start GIVEN TEXT

The actual altitude of the simplex is sqrt(3)/2 and the transform will map it to 1. But this is not particularly relevant to the application in mind, because the scale of the y dimension is not apparent in the resulting output noise.

The corresponding inverse transform would be:

y = y/2;
x -= y;
y *= sqrt(3)

obviously sqrt(3) and its inverse should be pre-calculated.

Work with a path through the square grid. Calculate the distance vectors between the point of interest on the path, and the 4 surrounding corners. Then these distance vectors can be inverse transformed to take them to the simplex grid, allowing ease function (if relevant) and gradient dot product calculation. comparison of the non-integer parts of the untransformed point co-ordinates can determine which simplex is relevant and therefore which 3 of the 4 contributions to include.

Above assumes that we are using SSE and the cost of calculating 4 distance vectors and dot products is negligible over calculating 3. Therefore the simplex dissection can be done at the end. If not using SSE, do the simplex dissection at the beginning.

end GIVEN TEXT
start RECORDED DATA

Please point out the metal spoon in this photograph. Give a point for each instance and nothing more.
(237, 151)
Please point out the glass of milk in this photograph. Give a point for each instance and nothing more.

end RECORDED DATA

EXERCISE REQUIREMENTS>
**a)** Answer these questions from the text on simplex and square grids:
(i) What is the actual altitude of the simplex?
(ii) Which values does it say should be pre-calculated?
(iii) Without SSE, when should the simplex dissection be done?
**b)** Please proceed with the text on simplex and square grids, picking up after its final sentence.

SOLVED TASKS>
**a)**
(i) sqrt(3)/2
(ii) sqrt(3) and its inverse
(iii) At the beginning

**b)**
In fact. Since the contribution of any node should drop to zero before reaching the edge of any of its adjacent simplices, we can avoid the dissection altogether. For a point in the upper simplex of the nominal square, the contribution of the furthest node of the lower simplex is zero (strictly less than zero but clamped to zero) so it simply washes away.

Contribution tends to zero

The algorithm requires that the contribution of a kernel to the final summation drops to zero before the kernel crosses the boundary into another simplex. The classic algorithm uses a term based on this:

t0 = 0.5 - (x * x + y * y)

This is clamped to be greater than zero. The key here is that x * x + y * y is the square of the magnitude of the distance vector. At the closest point, the simplex boundary is sqrt(3)/2 from the opposite vertex (the center of the kernel); so the square of the magnitude is 3/4. If we want to clamp this appropriately, then our modified term becomes:

t0 = 0.75 - (x * x + y * y)

We should regard it's maximum value as 0.75, and since the square of the square of this will be multiplied by the dot product of the displacement vector and the gradient vector: then the final scaling factor will be considerably smaller than the 70 found in the original algorithm.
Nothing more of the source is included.